- [VORGABE 1]
Fasse den Text über Frauen in Medien-Führungsjobs in zwei Sätzen zusammen.
- [VORGABE 2]
Führe den Text über Frauen in Medien-Führungsjobs nach seinem letzten Satz weiter.

- [SEITENTEXT]
26 Prozent der Führungsjobs in Medien sind hierzulande von Frauen besetzt. Damit liegt Österreich über dem EU-Schnitt. Doch auch hier hat fast jeder fünfte Journalist eine leitende Funktion, aber nicht einmal jede zehnte Journalistin. Männliche Medienmanager verdienen in Österreich im Schnitt 900 Euro mehr als Frauen in den selben Funktionen, die die selbe Arbeit leisten.

Bei den privaten Medien sind 13 Prozent der Chefs weiblich, bei den öffentlich-rechtlichen immerhin 22 Prozent. Der Grund ist, dass es in öffentlich-rechtlich strukturierten Häusern häufiger Frauenquoten gibt. Wie beim ORF, dem seit 2010 ein Frauenanteil von 45 Prozent in Führungspostionen vorgeschrieben wurde. Seither wächst der Frauenanteil an der Spitze etwas schneller. Mittlerweile liegt er bei 28,6 Prozent. Es zeigt sich: Ohne strukturelle Änderungen und gesetzliche Vorgaben ändert sich nichts.

Die Notwendigkeit des Skandalisierens

Die Behauptung, dass Frauen schlechter verhandeln und deswegen weniger verdienen, sei jedenfalls eine Ausrede, sagt Vina Yun, Redakteurin beim feministischen Magazin "an.schläge" und bei "www.migrazine.at". "Diese individuellen Gründe mag es geben, der Fokus muss aber auf struktureller Förderung liegen." Nicht nur, weil Medien ein Abbild der Gesellschaft sind. "Medien wird eine gesellschaftliche Wächterfunktion zugeschrieben. Deshalb müssen mangelnde Aufstiegschancen für Frauen dort besonders skandalisiert werden", fordert Yun.

Dass Appelle für mehr Frauenförderung nicht ausreichen, betont Claus Pirschner. Er ist Gleichbehandlungsbeauftragter beim ORF. Einer von dreien. Beim ORF gibt es seit knapp zehn Jahren Hearings für Führungspositionen, die mehr Fairness in den Bewerbungsprozess bringen sollen. Das Argument, dass sich weniger Frauen bewerben, gebe es aber immer noch. "Diese Ausrede gilt nicht", sagt Pirschner. Wenn sich beim ORF keine Frau für eine Leitungsfunktion bewirbt, wird die Deadline einfach nach hinten verlegt. "Wenn es den Zuständigen nicht gelingt, Frauen zu finden, müssen sie sich rechtfertigen."

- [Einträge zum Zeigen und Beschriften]
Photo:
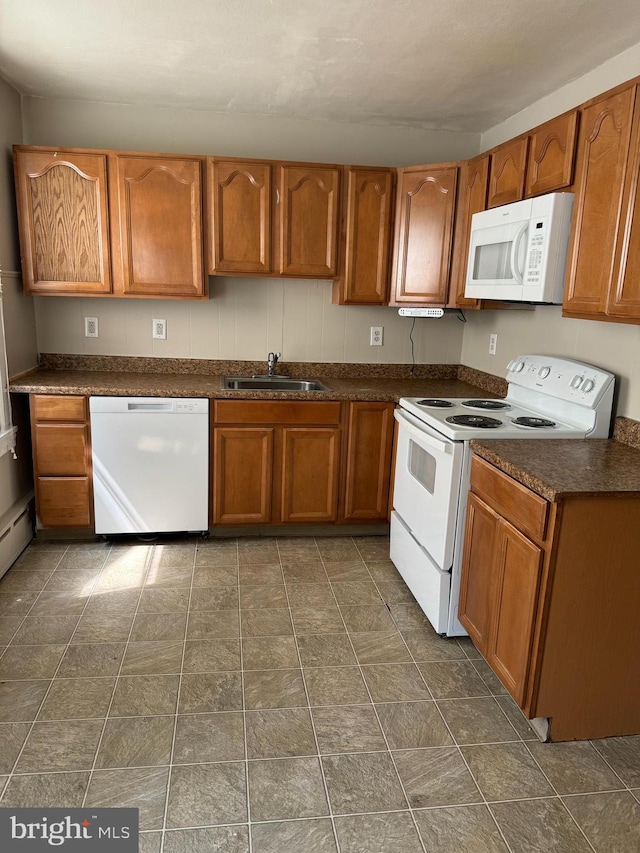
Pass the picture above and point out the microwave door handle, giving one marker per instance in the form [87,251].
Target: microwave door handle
[515,252]
[421,435]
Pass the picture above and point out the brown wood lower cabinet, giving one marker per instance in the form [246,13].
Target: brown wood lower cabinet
[550,595]
[275,461]
[286,462]
[368,470]
[61,461]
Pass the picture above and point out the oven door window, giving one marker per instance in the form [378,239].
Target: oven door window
[422,466]
[427,483]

- [ANTWORT 1]
In Österreich sind 26 Prozent der Führungsjobs in Medien von Frauen besetzt, bei öffentlich-rechtlichen Medien 22 Prozent und bei privaten 13 Prozent, und männliche Medienmanager verdienen im Schnitt 900 Euro mehr als Frauen in denselben Funktionen. Vina Yun und der ORF-Gleichbehandlungsbeauftragte Claus Pirschner lassen Ausreden wie schlechteres Verhandeln oder weniger Bewerbungen von Frauen nicht gelten und fordern strukturelle Förderung statt bloßer Appelle.

- [ANTWORT 2]
"Vulgärfeminismus"

Doch was bekommen Medienunternehmen eigentlich mit mehr Frauen in Leitungsfunktionen? Gibt es so etwas wie eine spezifisch weibliche Führungsqualität? Katharina Schell winkt ab. Es sei eine "vulgärfeministische Sicht", dass Frauen die besseren Führungspersonen sind. "Weil sie angeblich mehr reden, mehr E-Mails schreiben und netter zu ihren Mitarbeitern sind. Diese Verallgemeinerung würde ich nicht wagen."

Auch Ulrike Weiser, Ressortleiterin der Wien-Chronik bei der "Presse", glaubt nicht an einen spezifisch weiblichen Führungsstil. "Aber Frauen an der Spitze machen oft Dinge, die sie selbst auf dem Weg nach oben vermisst haben." Dazu gehöre in ihrem Fall, jene Leute in der Redaktion zu fördern, die nicht ständig "Hier!" schreien. "Ich würde aber nicht sagen, dass Frauen die besseren Chefs sind."

Keine Gehaltstransparenz

Ganz sicher sind viele Frauen weniger lästig, wenn es um Gehaltserhöhungen geht. Weiser: "Sie denken eher darüber nach, ob ihre Leistung das wirklich wert ist." Viele Geschäftsführungen würden das ausnützen und die Prestige-Karte zücken: "Sie sagen zu den Frauen: Sei froh, dass du jetzt diese angesehene Position hast." Damit werde versucht, Forderungen nach mehr Geld im Keim zu ersticken." Für Vina Yun ist auch die extreme Intransparenz bei den Gehältern in der Branche ein Teil des Problems. Weil kaum Stellen öffentlich ausgeschrieben werden, sei es kaum möglich, Vergleichsgrößen herzustellen.

Einigkeit herrscht auf dem Podium darüber, dass Teilzeitjobs ein Teil der gläsernen Decke im Journalismus sind. Im ORF werden 70 Prozent der Teilzeitstellen von Frauen besetzt. Das ist repräsentativ für die Branche. Zugleich gibt es kaum Teilzeitkräfte auf Führungsebene. Auch das ändert sich langsam.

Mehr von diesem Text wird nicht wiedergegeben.